** 入力データ **
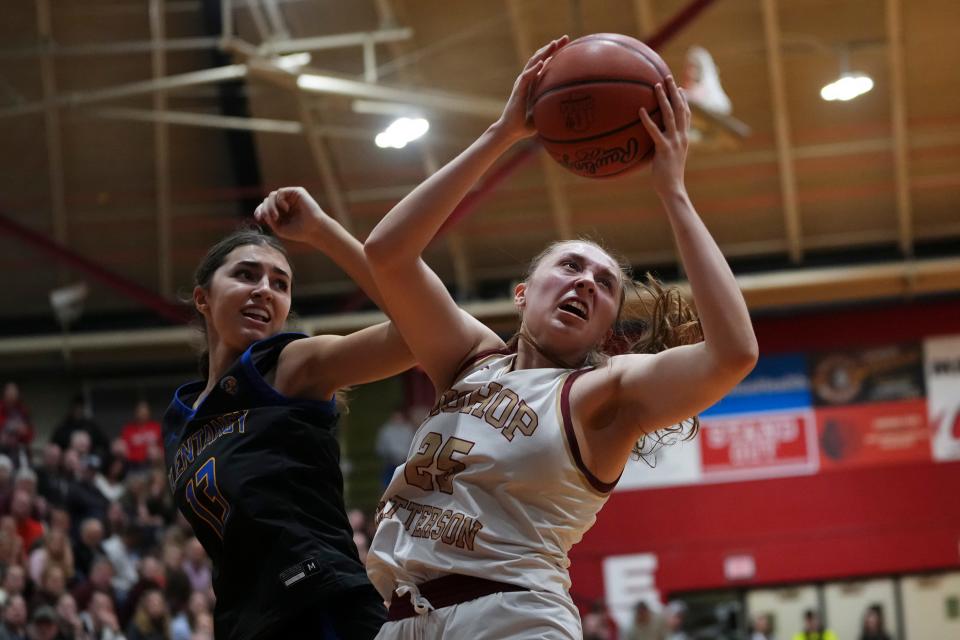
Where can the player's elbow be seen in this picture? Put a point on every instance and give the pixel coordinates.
(378, 253)
(742, 357)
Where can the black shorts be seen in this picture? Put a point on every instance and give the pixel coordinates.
(354, 614)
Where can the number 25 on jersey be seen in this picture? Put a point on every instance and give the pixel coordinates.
(433, 449)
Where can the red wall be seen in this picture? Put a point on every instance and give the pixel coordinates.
(839, 524)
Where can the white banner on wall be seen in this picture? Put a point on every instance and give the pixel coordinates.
(626, 581)
(941, 364)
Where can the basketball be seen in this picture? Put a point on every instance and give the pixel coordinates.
(586, 104)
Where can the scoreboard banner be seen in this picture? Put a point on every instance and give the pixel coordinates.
(942, 369)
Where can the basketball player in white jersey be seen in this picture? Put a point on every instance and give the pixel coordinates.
(524, 445)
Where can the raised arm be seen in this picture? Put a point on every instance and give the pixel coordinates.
(293, 214)
(649, 392)
(439, 333)
(316, 367)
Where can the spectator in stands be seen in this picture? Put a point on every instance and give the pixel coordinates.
(141, 435)
(14, 624)
(11, 546)
(137, 504)
(813, 628)
(111, 481)
(159, 498)
(675, 612)
(874, 627)
(6, 482)
(89, 545)
(99, 581)
(100, 618)
(54, 550)
(151, 620)
(43, 624)
(16, 428)
(52, 585)
(25, 479)
(646, 624)
(84, 500)
(152, 577)
(121, 550)
(68, 619)
(52, 482)
(762, 627)
(21, 509)
(598, 624)
(14, 583)
(185, 623)
(78, 419)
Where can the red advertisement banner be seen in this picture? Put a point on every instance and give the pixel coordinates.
(758, 445)
(872, 434)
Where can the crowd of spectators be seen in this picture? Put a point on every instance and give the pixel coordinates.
(91, 545)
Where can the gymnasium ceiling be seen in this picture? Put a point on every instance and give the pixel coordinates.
(134, 135)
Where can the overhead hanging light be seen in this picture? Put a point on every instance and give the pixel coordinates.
(401, 131)
(849, 85)
(293, 61)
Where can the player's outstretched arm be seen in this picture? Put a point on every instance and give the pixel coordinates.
(440, 335)
(649, 392)
(293, 214)
(317, 367)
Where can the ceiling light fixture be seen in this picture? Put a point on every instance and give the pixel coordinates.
(849, 85)
(402, 131)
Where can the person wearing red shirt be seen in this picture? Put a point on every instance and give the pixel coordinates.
(16, 428)
(140, 435)
(29, 529)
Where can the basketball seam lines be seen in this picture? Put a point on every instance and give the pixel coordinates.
(625, 169)
(600, 135)
(625, 46)
(579, 83)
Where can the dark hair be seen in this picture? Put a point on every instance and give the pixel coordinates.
(655, 319)
(214, 259)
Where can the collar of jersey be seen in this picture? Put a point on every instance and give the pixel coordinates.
(253, 375)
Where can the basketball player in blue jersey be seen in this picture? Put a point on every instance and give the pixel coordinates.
(251, 449)
(527, 440)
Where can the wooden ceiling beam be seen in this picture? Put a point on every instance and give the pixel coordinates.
(161, 146)
(559, 205)
(51, 120)
(898, 112)
(457, 248)
(644, 17)
(332, 189)
(781, 121)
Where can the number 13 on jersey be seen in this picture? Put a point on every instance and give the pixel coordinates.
(204, 497)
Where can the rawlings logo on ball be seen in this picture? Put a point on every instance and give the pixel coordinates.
(577, 112)
(596, 158)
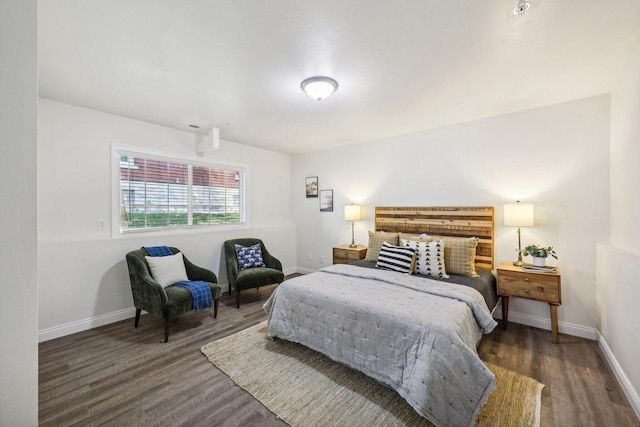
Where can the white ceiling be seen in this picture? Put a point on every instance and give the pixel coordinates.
(402, 66)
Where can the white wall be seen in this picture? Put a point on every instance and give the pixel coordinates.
(18, 216)
(619, 261)
(556, 157)
(85, 281)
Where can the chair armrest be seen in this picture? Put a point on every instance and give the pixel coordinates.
(156, 291)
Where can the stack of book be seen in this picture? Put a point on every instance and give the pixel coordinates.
(535, 269)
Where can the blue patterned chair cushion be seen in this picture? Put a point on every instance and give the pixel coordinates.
(249, 256)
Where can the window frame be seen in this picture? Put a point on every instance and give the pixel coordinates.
(118, 150)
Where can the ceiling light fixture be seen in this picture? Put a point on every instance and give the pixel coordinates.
(521, 8)
(319, 87)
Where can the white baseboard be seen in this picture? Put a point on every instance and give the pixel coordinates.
(623, 380)
(545, 323)
(542, 323)
(86, 324)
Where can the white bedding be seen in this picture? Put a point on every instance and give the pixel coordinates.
(416, 335)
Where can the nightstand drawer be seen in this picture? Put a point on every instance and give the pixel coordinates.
(533, 286)
(344, 254)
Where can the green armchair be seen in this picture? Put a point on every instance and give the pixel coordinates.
(169, 302)
(251, 277)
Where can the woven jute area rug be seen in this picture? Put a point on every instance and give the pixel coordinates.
(305, 388)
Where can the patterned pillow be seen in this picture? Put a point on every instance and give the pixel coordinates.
(460, 255)
(249, 256)
(430, 258)
(375, 243)
(396, 258)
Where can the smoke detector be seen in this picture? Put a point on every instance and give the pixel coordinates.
(521, 8)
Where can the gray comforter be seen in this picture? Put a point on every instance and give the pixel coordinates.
(416, 335)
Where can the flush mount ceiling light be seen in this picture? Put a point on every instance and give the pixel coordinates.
(521, 8)
(319, 87)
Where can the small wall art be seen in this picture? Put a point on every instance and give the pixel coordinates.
(311, 186)
(326, 200)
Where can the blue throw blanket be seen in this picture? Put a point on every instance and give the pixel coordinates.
(200, 291)
(157, 250)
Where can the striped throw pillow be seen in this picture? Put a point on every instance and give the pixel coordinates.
(375, 243)
(429, 259)
(396, 258)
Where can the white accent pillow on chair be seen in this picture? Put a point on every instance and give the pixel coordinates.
(167, 270)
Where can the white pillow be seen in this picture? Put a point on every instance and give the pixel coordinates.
(167, 270)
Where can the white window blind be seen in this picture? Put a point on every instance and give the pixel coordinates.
(158, 192)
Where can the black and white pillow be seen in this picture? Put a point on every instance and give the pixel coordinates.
(396, 258)
(430, 258)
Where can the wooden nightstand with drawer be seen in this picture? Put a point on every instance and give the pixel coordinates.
(343, 254)
(513, 281)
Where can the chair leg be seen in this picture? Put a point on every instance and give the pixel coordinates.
(138, 311)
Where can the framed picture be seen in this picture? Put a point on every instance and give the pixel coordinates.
(311, 186)
(326, 200)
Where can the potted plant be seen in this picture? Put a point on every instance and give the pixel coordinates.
(539, 254)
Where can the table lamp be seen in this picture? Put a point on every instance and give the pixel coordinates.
(352, 213)
(518, 215)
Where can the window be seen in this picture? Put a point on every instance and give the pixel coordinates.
(160, 192)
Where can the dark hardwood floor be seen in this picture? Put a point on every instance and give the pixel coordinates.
(121, 376)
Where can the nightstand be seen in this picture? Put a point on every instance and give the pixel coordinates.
(513, 281)
(343, 254)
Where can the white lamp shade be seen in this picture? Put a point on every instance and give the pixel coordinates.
(352, 213)
(518, 214)
(319, 87)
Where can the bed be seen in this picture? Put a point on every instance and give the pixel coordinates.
(414, 333)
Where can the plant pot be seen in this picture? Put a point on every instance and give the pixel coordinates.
(539, 261)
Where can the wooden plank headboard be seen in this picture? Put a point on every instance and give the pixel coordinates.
(459, 221)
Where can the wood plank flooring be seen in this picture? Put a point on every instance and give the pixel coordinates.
(121, 376)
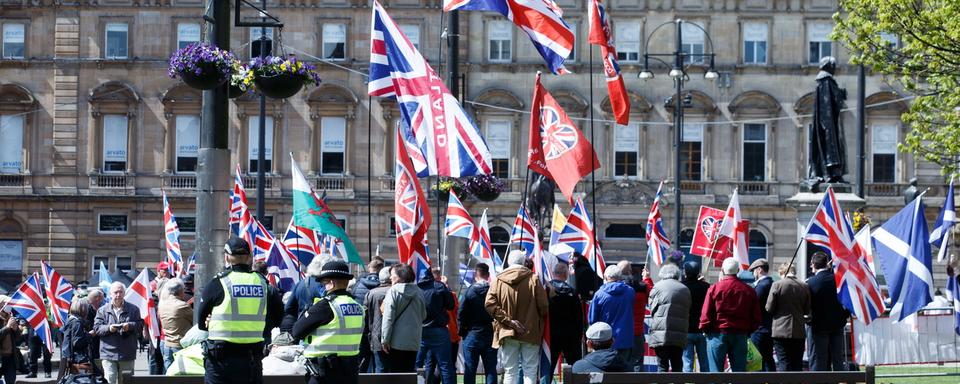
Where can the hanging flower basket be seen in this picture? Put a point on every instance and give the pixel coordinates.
(280, 78)
(201, 66)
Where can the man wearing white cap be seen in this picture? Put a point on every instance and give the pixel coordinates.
(602, 357)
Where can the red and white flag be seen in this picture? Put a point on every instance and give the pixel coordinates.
(557, 148)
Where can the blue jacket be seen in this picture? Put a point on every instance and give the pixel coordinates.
(613, 304)
(438, 299)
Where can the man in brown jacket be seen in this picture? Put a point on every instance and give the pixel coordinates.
(788, 303)
(518, 304)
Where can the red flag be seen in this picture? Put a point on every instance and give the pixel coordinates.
(557, 148)
(600, 35)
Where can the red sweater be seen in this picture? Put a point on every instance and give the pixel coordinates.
(730, 307)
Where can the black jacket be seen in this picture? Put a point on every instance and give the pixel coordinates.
(473, 316)
(827, 315)
(698, 293)
(438, 299)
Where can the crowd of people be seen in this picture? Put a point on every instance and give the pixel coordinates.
(333, 325)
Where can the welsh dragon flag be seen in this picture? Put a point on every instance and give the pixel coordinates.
(312, 213)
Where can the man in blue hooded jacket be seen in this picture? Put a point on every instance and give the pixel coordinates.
(613, 304)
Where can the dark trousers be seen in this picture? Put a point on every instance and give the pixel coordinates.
(37, 348)
(790, 353)
(669, 358)
(764, 344)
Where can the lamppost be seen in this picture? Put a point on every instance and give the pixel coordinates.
(679, 75)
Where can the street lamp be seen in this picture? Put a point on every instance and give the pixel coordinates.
(679, 75)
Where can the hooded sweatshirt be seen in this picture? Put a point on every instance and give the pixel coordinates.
(516, 294)
(613, 304)
(403, 314)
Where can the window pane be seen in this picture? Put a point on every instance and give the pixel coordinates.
(11, 146)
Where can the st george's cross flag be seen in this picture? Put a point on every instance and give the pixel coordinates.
(903, 246)
(59, 293)
(309, 211)
(440, 137)
(600, 34)
(542, 20)
(557, 148)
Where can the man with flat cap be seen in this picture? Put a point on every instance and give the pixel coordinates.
(332, 329)
(238, 307)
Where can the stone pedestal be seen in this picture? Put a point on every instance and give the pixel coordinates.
(806, 204)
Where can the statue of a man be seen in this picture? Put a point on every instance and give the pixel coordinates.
(828, 150)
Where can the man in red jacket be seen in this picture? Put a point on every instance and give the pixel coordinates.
(730, 313)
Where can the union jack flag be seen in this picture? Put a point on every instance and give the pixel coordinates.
(857, 288)
(542, 20)
(59, 293)
(657, 241)
(458, 222)
(412, 215)
(171, 233)
(28, 302)
(440, 138)
(579, 235)
(238, 202)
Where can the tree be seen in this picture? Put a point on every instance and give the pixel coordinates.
(915, 43)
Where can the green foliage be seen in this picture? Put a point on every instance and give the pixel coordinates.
(926, 62)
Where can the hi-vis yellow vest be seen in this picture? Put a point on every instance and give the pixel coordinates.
(341, 336)
(241, 317)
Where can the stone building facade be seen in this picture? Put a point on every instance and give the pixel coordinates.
(93, 129)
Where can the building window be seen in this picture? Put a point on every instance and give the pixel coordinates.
(253, 149)
(11, 147)
(755, 43)
(754, 152)
(691, 152)
(626, 149)
(500, 41)
(413, 33)
(333, 144)
(114, 143)
(818, 38)
(693, 39)
(116, 41)
(13, 41)
(188, 142)
(334, 41)
(625, 231)
(498, 140)
(627, 35)
(187, 33)
(884, 153)
(111, 224)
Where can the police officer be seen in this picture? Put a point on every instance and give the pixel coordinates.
(332, 329)
(238, 307)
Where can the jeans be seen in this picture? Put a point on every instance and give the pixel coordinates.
(476, 347)
(517, 353)
(721, 346)
(435, 349)
(827, 351)
(696, 346)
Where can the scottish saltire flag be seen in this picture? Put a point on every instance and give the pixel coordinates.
(411, 214)
(238, 202)
(578, 234)
(657, 241)
(857, 288)
(940, 236)
(524, 233)
(542, 20)
(903, 246)
(59, 293)
(440, 137)
(600, 34)
(171, 235)
(458, 222)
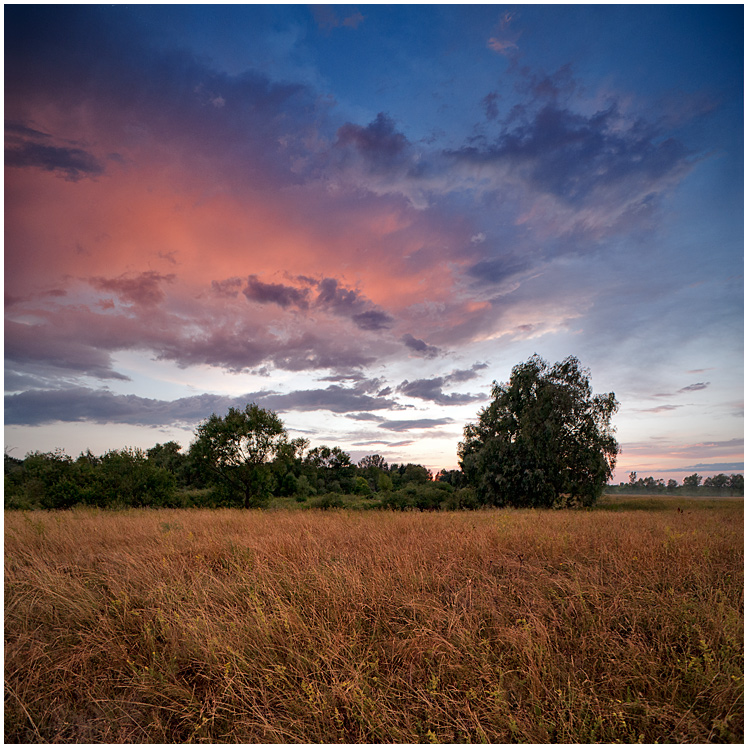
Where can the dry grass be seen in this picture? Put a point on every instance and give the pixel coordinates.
(500, 626)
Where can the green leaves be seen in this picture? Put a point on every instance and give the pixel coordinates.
(238, 446)
(543, 437)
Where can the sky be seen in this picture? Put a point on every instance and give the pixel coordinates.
(362, 216)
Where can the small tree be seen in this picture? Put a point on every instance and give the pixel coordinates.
(544, 436)
(238, 447)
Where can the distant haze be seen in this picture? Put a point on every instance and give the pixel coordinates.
(361, 216)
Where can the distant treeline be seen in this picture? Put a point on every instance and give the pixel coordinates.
(164, 476)
(693, 485)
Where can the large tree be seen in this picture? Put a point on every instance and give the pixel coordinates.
(544, 437)
(238, 446)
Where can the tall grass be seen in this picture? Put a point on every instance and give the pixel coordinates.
(250, 626)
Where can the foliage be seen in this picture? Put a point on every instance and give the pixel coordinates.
(544, 437)
(119, 478)
(237, 448)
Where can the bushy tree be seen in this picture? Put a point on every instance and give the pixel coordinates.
(544, 436)
(238, 447)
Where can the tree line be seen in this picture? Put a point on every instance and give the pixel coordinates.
(693, 485)
(544, 440)
(167, 476)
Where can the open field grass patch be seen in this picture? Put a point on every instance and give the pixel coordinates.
(612, 625)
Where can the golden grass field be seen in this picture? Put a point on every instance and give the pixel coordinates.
(622, 624)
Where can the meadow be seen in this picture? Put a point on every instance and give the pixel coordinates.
(619, 624)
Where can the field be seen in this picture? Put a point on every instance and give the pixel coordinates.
(621, 624)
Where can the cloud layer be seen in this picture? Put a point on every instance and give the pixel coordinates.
(303, 197)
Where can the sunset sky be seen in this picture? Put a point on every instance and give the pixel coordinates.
(361, 216)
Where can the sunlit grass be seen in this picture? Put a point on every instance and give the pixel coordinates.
(612, 625)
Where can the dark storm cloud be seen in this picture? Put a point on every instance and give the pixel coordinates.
(76, 404)
(143, 289)
(34, 408)
(27, 147)
(372, 320)
(276, 293)
(419, 346)
(346, 302)
(72, 163)
(498, 269)
(104, 59)
(574, 156)
(379, 143)
(432, 389)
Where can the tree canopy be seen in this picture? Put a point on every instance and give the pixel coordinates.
(544, 438)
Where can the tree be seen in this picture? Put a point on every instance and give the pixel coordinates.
(543, 437)
(735, 484)
(238, 447)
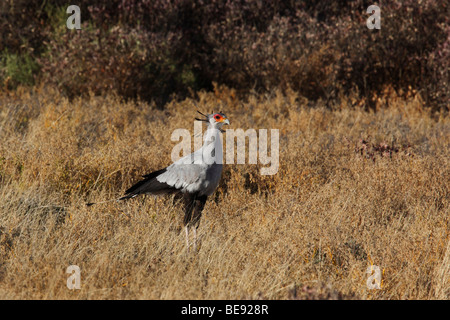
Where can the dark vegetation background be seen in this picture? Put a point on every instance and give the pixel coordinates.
(159, 50)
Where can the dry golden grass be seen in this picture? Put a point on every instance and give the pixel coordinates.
(336, 206)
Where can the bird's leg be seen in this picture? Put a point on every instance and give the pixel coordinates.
(186, 230)
(195, 239)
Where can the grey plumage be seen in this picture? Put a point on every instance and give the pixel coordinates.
(195, 176)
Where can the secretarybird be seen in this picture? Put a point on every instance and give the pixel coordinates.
(195, 176)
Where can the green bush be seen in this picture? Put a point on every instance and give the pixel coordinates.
(158, 50)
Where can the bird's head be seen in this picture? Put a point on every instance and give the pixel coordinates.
(216, 120)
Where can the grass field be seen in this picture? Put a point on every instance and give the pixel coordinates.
(354, 189)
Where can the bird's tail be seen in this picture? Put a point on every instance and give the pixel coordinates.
(106, 201)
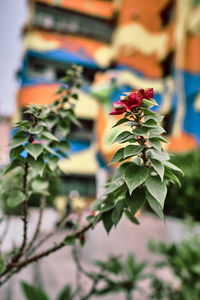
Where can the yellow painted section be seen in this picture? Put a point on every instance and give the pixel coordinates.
(83, 162)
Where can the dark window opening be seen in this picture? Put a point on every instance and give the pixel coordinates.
(84, 133)
(167, 64)
(38, 68)
(85, 185)
(167, 14)
(63, 20)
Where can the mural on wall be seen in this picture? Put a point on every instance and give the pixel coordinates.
(120, 45)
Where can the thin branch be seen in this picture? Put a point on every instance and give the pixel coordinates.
(37, 257)
(37, 230)
(6, 227)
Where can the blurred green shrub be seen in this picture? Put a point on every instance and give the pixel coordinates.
(184, 201)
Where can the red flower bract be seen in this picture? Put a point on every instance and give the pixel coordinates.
(133, 100)
(145, 94)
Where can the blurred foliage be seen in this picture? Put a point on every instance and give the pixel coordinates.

** 問題の詳細 **
「Where can the bird's tail」を含む行から始めてデータの最終行までを対象に、各行を1つの文字列とするJSONリストとして表してください。空行と画像は含めないでください。

** 演習の結果 **
[
  "Where can the bird's tail be seen in this picture? Put a point on every instance and give the pixel coordinates.",
  "(106, 201)",
  "Where can the yellow painted section be seen in this picture? Put a point on every instance and give the pixel coordinates.",
  "(83, 162)",
  "Where can the dark window opening be seen in this picture? Put a point on every instance and give the pixel coordinates.",
  "(84, 133)",
  "(167, 64)",
  "(38, 68)",
  "(85, 185)",
  "(167, 14)",
  "(63, 20)",
  "Where can the mural on wall be seen in this picture? Put a point on every instance and give the pixel coordinates.",
  "(120, 45)",
  "Where can the thin branch be seen in this picture? Put a point on every instance and give the pixel coordinates.",
  "(37, 257)",
  "(37, 230)",
  "(6, 227)",
  "Where can the blurred green shrub be seen in this picture? Put a point on every instance and give the pixel coordinates.",
  "(184, 201)",
  "Where can the red flower bract be seen in this picture? Put a point on every instance and give the pixel coordinates.",
  "(133, 100)",
  "(145, 94)",
  "Where can the blurred foliage be seen in this picture? Put a point on every instance and give the pixel coordinates."
]